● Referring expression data

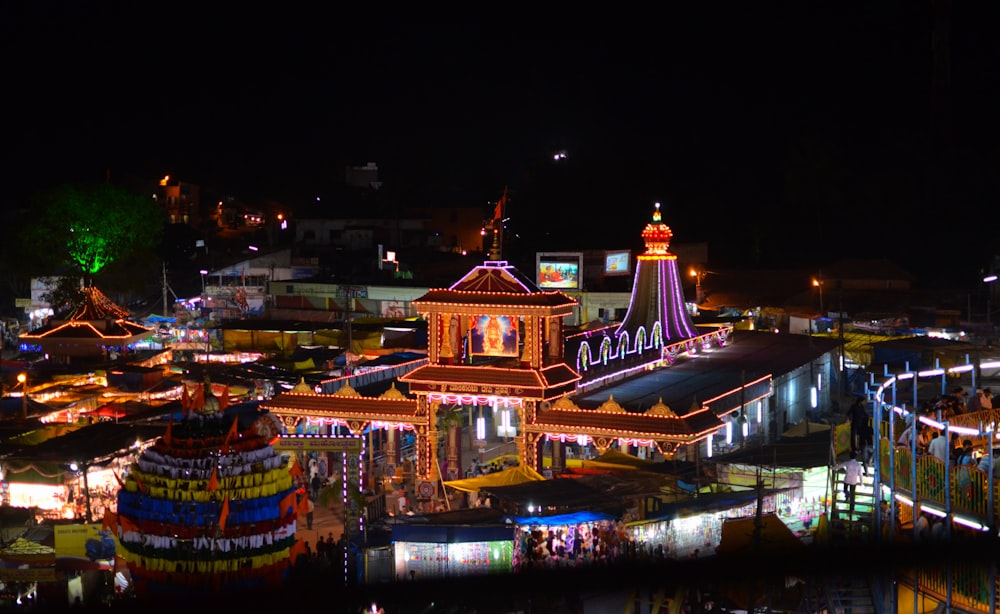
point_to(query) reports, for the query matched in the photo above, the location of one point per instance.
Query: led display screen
(618, 263)
(494, 335)
(560, 271)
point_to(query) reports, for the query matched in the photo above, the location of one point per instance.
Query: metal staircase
(852, 522)
(850, 595)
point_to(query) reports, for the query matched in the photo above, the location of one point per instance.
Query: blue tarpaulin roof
(561, 519)
(445, 534)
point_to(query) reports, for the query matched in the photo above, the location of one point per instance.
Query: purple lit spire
(657, 304)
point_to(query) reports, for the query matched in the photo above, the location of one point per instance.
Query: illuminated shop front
(435, 551)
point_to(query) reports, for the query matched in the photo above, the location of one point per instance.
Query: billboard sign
(559, 270)
(493, 335)
(617, 262)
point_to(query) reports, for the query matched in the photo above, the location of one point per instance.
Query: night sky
(783, 137)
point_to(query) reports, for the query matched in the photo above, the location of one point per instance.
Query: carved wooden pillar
(558, 456)
(426, 440)
(453, 452)
(392, 447)
(434, 338)
(529, 357)
(555, 339)
(529, 450)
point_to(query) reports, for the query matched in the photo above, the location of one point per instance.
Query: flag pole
(496, 252)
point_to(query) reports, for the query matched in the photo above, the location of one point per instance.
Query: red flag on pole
(296, 469)
(142, 487)
(168, 436)
(498, 212)
(233, 430)
(224, 514)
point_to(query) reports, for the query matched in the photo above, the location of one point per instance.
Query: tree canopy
(92, 226)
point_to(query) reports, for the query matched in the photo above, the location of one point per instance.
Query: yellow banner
(86, 542)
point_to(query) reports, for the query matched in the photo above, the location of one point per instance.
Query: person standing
(853, 471)
(858, 414)
(939, 446)
(316, 484)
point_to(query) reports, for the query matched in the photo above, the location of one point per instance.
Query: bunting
(224, 514)
(213, 482)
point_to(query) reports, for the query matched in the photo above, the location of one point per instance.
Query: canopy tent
(508, 477)
(803, 429)
(43, 434)
(613, 459)
(108, 410)
(738, 535)
(777, 542)
(561, 519)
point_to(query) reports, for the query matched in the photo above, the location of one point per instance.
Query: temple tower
(656, 310)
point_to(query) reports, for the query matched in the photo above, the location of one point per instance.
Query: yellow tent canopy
(799, 430)
(508, 477)
(613, 459)
(775, 536)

● ACTIVITY
Without changing a word, retype every entry above, but drop its pictures.

● ANSWER BELOW
point_to(query) reports, for the query matched in the photo above, the location of one point per instance.
Query: led display screen
(618, 263)
(494, 335)
(560, 271)
point_to(query) reports, for the query matched in the photo above, the location of one point per instance.
Query: metal staircase
(852, 522)
(850, 595)
point_to(query) reports, for the query matched in the photo above, the location of one point per instance.
Query: blue tarpaulin roof
(561, 519)
(445, 534)
point_to(query) reports, for the query matched in the photo above, the location of one point per instance.
Query: purple lit spire
(657, 304)
point_to(query) reports, for the query matched in the photo above, the location of one point per instance.
Query: illuminated shop front
(435, 551)
point_to(query) reports, for the query matched in the photo above, the location of one point per instance.
Query: billboard sign
(559, 270)
(493, 335)
(617, 262)
point_to(query) reports, for the query matched in the photo above, the location of one point per instance.
Query: night sky
(783, 137)
point_to(query) reports, for the query matched in the photo above, the location of one point per instance.
Query: carved wooden pillar
(558, 456)
(426, 440)
(453, 452)
(392, 447)
(434, 338)
(529, 357)
(555, 339)
(529, 450)
point_to(query) reports, for the query matched in the photo above, the location of one point per instance.
Query: flag pole
(496, 252)
point_to(query) reports, for the query matched in the photo above, the location of one point per instance.
Query: red flag on pole
(296, 469)
(142, 487)
(168, 436)
(498, 212)
(233, 430)
(224, 514)
point_to(query) reports, for the query matched in the photo above, the location of one point per instance.
Query: tree canopy
(92, 226)
point_to(query) reports, for the query matched in the photo above, the location of one point per instance.
Query: yellow banner
(86, 542)
point_to(query) reports, for the query matched in the photo above, the location of one point per instance.
Query: person standing
(853, 471)
(858, 414)
(939, 446)
(316, 484)
point_to(query) reports, for the query matched in the photo above, the location of one point per instance.
Query: bunting
(224, 514)
(213, 482)
point_to(query) reports, for the query matched in the photo above, the location of one point per instance.
Query: canopy tent
(508, 477)
(803, 429)
(43, 434)
(613, 459)
(108, 410)
(738, 535)
(777, 542)
(561, 519)
point_to(query) reports, for the query matched in the photo above, the location of one point per instance.
Query: temple tower
(656, 310)
point_to(query) reports, for the query matched in the photo above, the location of one point per instance.
Query: yellow tent canopy
(799, 430)
(508, 477)
(613, 459)
(775, 536)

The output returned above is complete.